>>>>>

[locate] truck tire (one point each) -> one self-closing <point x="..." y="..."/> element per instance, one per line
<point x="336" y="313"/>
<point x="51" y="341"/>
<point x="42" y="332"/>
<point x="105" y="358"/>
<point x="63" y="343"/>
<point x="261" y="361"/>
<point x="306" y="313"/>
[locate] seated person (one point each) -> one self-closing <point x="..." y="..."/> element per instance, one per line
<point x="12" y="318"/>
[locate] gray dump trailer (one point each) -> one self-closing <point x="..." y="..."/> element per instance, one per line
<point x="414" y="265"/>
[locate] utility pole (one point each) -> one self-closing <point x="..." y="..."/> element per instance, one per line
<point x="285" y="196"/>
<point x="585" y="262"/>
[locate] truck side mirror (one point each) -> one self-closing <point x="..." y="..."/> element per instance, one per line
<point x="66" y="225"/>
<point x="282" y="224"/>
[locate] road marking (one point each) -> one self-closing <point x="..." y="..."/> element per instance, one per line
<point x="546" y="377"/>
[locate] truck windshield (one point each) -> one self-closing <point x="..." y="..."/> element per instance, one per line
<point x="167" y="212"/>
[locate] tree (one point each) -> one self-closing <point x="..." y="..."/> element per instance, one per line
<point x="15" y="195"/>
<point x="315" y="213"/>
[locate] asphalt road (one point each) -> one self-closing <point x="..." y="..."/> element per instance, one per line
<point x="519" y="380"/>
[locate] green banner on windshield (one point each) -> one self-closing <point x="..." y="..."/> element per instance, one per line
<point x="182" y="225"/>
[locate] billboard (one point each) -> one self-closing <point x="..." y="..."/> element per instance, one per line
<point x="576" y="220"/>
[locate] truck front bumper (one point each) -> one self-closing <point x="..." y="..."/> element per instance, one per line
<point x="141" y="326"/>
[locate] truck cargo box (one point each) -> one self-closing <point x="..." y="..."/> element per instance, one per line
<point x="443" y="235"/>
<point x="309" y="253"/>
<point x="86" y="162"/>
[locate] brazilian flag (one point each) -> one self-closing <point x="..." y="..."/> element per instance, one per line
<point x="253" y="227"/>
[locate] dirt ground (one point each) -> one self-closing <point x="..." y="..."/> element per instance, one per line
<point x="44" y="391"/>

<<<<<

All entries shown above should be printed again exactly.

__Answer to this exercise__
[locate] truck tire (one point each) -> one self-closing <point x="..." y="..."/> element per instance, one per line
<point x="336" y="313"/>
<point x="51" y="341"/>
<point x="42" y="332"/>
<point x="105" y="358"/>
<point x="63" y="343"/>
<point x="261" y="361"/>
<point x="306" y="313"/>
[locate] seated person (one point each) -> one self-closing <point x="..." y="..."/> element per instance, one per line
<point x="12" y="318"/>
[locate] gray dump trailer (one point each) -> one self-closing <point x="..." y="..."/> element per instance, one per line
<point x="414" y="265"/>
[locate] utility pole (one point each) -> one self-closing <point x="..." y="..."/> element per instance, one per line
<point x="285" y="196"/>
<point x="585" y="262"/>
[locate] truck side mirror (one point each) -> one self-closing <point x="..." y="..."/> element per instance, one per line
<point x="66" y="225"/>
<point x="282" y="224"/>
[locate] road marking (one point each) -> one self-closing <point x="..." y="..."/> element per instance, one per line
<point x="546" y="377"/>
[locate] truck windshield (one point each) -> one self-closing <point x="..." y="..."/> element per instance, one per line
<point x="167" y="212"/>
[locate] tree (one point each) -> one self-closing <point x="..." y="..."/> element per instance, one per line
<point x="15" y="195"/>
<point x="315" y="213"/>
[locate] asphalt road (one point each) -> one self-closing <point x="..." y="..."/> element per instance, one per line
<point x="519" y="380"/>
[locate] green banner on windshield (one point each) -> one self-closing <point x="..." y="..."/> element per instance, one per line
<point x="182" y="225"/>
[locate] billboard (one point each) -> one self-closing <point x="..." y="..."/> element per instance, one per line
<point x="576" y="220"/>
[locate] truck front bumper (one point each) -> one self-closing <point x="..." y="..."/> element per instance, one per line
<point x="141" y="326"/>
[locate] truck cargo box (one point each) -> one self-closing <point x="..." y="..."/> element per instance, one per line
<point x="443" y="235"/>
<point x="309" y="253"/>
<point x="86" y="162"/>
[locate] brazilian flag (one point each) -> one self-closing <point x="..." y="..."/> element per instance, one per line
<point x="253" y="227"/>
[locate] dirt ground (one point each) -> one self-closing <point x="..." y="..."/> element per instance, one per line
<point x="44" y="391"/>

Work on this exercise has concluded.